Extract provided
╔══

Once we’ve evaluated your hearing and health and discovered any possible root causes of your Tinnitus, we’ll explore treatment options, which typically include noise suppression techniques and possibly medications. There are also lifestyle, home remedies, and alternative medicine options we can explore together to improve your quality of life.

Tinnitus Treatment

While no complete cure exists, there are several treatment options for those suffering from Tinnitus. Some treatments can be done at home, while others require the assistance of a medical professional.

Sound therapy is a treatment that involves the use of pleasant background noises to offset the perception of Tinnitus and is one option to provide temporary relief to the patient. Hearing aids, on the other hand, can offer more permanent relief through their ability to amplify external sounds, helping the listener to focus on sounds other than the ones created by their Tinnitus.

╚══

Data extract

╔══

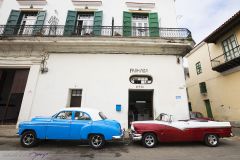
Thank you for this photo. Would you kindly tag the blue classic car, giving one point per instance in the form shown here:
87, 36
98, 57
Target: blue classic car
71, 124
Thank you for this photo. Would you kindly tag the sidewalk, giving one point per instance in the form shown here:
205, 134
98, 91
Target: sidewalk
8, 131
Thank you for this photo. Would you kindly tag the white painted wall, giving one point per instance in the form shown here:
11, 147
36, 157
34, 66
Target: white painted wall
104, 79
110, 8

╚══
╔══

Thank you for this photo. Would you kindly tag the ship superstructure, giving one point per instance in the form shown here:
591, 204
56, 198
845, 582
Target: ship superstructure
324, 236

╚══
╔══

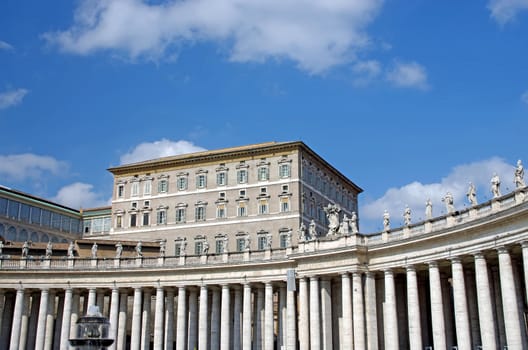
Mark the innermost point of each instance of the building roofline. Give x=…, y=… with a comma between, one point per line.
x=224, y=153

╚══

How to complete this task
Please resume the passage on tinnitus treatment, picking up after its last sentence.

Written response
Another type of therapy employed in the process of treating Tinnitus is a retraining therapy, which teaches the auditory system to recognize the Tinnitus sounds as natural sounds. This process involves a trained hearing professional and includes wearing a device that emits quiet white noises. These therapy sessions take time, but they can be helpful if you are suffering from the frustrating symptoms of Tinnitus.

Each of these therapies can be completed by Velocity Hearing Solutions, a Swift Audiology Tinnitus specialty company. We offer tinnitus treatment services in the Greater Pittsburg Region we have 4 convenient locations: Washington, PA, Allison Park, PA, Mc Knight, PA, Pittsburgh, PA.

If you need some relief in the meantime, you can try these at-home treatments:

  • Healthy lifestyle: drink plenty of water, and avoid caffeine and alcohol, and decrease your salt intake. Stop smoking.
  • Play soft music in the background or turn on a fan for some white noise.
  • Practice relaxation.
  • Get enough sleep.
  • Continue to practice ear protection.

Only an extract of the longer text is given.